■ Instructions to follow ■
Select and reproduce each line of the listing below that bears the string "parked".

■ Exercise inputs ■
● ● ● ●
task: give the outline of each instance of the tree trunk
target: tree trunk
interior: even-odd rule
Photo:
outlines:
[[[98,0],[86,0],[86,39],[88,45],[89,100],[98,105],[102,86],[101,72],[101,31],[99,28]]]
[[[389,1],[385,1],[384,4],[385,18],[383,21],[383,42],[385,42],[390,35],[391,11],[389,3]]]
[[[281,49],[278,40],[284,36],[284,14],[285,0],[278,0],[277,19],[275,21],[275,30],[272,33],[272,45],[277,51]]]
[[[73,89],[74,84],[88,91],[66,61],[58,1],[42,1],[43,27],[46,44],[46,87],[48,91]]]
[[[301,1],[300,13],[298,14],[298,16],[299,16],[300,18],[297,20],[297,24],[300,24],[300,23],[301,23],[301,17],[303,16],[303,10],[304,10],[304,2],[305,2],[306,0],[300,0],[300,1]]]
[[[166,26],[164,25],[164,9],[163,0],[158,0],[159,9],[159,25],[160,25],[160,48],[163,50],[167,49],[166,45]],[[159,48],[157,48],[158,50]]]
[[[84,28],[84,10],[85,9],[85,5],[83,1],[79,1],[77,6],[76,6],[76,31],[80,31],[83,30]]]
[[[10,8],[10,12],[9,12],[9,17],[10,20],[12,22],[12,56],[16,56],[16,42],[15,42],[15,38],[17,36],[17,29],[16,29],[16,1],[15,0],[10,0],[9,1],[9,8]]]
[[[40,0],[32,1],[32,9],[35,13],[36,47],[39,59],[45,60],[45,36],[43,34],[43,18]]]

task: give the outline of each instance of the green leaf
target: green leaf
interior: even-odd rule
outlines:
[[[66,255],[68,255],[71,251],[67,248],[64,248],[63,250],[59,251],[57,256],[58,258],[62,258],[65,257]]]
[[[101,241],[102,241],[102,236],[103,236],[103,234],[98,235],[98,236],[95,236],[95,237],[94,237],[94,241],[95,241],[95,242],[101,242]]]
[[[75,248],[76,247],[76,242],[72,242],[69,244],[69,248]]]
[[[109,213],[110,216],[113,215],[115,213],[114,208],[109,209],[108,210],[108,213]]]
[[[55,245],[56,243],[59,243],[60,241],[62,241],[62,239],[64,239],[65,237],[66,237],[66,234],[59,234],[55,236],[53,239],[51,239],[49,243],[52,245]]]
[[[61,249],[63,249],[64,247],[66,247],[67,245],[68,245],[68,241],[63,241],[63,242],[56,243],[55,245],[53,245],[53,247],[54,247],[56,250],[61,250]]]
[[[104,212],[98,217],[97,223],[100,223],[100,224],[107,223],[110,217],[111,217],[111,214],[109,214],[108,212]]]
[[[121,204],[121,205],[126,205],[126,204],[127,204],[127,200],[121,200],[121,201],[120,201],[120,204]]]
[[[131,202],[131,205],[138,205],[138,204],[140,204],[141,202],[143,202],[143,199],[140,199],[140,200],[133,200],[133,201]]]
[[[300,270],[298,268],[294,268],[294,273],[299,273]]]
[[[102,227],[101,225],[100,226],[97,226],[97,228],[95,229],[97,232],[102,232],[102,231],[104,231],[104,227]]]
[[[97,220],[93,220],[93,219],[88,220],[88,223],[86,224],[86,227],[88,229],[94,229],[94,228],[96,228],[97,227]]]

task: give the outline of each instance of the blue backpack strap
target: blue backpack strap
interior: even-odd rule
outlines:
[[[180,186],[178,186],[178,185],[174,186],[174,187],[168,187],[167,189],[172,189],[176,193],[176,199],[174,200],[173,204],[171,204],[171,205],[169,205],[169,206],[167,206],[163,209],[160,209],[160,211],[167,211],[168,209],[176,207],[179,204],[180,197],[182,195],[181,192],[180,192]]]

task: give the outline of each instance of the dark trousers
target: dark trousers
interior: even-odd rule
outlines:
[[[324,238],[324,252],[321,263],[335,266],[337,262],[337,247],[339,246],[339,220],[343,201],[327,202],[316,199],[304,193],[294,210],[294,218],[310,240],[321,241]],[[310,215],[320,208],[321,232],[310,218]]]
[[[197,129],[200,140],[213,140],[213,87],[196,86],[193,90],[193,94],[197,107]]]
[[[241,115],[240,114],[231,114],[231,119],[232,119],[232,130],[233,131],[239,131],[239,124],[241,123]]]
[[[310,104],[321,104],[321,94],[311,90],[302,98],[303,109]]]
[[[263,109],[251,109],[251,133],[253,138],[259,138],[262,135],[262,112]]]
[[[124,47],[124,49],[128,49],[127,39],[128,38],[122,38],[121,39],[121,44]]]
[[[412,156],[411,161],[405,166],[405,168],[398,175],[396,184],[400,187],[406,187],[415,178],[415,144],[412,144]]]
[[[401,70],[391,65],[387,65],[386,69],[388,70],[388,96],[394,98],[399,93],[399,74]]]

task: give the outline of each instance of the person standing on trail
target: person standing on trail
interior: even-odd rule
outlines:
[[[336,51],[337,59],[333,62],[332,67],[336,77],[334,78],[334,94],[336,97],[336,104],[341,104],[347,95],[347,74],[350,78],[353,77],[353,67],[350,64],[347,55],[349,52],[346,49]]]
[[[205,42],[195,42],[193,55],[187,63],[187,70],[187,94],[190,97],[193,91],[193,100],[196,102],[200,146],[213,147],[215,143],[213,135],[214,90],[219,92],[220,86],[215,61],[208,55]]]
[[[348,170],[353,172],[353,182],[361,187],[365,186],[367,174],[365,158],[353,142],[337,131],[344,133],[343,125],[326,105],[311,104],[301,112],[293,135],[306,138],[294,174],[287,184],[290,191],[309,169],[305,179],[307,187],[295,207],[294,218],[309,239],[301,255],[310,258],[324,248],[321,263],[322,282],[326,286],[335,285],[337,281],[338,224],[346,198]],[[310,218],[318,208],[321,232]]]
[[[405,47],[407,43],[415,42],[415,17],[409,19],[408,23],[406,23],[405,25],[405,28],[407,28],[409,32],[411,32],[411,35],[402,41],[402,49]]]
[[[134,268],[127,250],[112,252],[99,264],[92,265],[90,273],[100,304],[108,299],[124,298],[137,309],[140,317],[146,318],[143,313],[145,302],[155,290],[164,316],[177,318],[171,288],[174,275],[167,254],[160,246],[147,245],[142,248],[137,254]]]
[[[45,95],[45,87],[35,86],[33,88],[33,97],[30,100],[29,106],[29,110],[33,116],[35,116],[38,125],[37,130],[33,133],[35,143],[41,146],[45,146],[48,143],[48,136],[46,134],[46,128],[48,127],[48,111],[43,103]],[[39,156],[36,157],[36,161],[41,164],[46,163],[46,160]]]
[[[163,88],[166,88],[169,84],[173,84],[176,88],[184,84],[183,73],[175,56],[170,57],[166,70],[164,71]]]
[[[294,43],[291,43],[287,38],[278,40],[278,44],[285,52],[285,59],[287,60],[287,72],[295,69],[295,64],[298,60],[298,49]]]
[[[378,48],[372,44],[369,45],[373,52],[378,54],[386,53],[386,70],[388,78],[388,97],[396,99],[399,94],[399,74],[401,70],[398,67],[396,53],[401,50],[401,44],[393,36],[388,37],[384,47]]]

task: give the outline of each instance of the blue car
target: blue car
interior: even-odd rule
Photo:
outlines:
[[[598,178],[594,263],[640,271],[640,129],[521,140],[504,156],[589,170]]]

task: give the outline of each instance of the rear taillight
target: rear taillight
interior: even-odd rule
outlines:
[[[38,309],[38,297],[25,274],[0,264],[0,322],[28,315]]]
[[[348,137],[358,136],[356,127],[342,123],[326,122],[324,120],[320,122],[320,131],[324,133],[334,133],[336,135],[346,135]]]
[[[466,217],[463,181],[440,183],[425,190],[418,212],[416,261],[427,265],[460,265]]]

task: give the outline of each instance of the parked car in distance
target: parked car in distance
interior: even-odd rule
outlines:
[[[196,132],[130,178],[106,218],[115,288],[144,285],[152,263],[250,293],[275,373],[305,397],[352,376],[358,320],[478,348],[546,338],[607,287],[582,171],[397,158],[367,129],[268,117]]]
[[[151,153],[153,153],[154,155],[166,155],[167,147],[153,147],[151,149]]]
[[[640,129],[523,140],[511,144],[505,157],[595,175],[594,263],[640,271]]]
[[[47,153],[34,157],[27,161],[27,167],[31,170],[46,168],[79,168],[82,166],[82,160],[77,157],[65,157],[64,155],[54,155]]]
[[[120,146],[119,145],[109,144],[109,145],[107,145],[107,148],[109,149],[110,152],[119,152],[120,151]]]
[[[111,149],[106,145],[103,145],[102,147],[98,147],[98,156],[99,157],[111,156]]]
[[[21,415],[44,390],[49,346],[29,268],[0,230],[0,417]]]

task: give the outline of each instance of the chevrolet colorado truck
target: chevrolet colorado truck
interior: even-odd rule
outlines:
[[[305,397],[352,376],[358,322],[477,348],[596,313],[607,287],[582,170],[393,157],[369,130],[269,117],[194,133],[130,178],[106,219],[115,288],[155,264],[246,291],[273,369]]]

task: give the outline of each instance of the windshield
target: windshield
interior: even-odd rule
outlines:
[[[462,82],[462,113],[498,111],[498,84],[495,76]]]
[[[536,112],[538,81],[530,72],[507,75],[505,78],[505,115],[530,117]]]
● ● ● ●
■ Answer box ■
task: give the outline of each instance of the parked car in distance
target: parked car in distance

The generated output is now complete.